__Directions__:
Reproduce each of the following lines verbatim, without any alteration.

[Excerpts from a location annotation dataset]
****************

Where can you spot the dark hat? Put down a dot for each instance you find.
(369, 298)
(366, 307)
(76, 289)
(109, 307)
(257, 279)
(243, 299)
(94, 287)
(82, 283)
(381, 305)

****************

__Solution for this problem__:
Where can you spot the dark hat? Put down a dot for each instance you find.
(369, 298)
(366, 307)
(76, 289)
(109, 307)
(257, 279)
(243, 299)
(94, 287)
(82, 283)
(381, 305)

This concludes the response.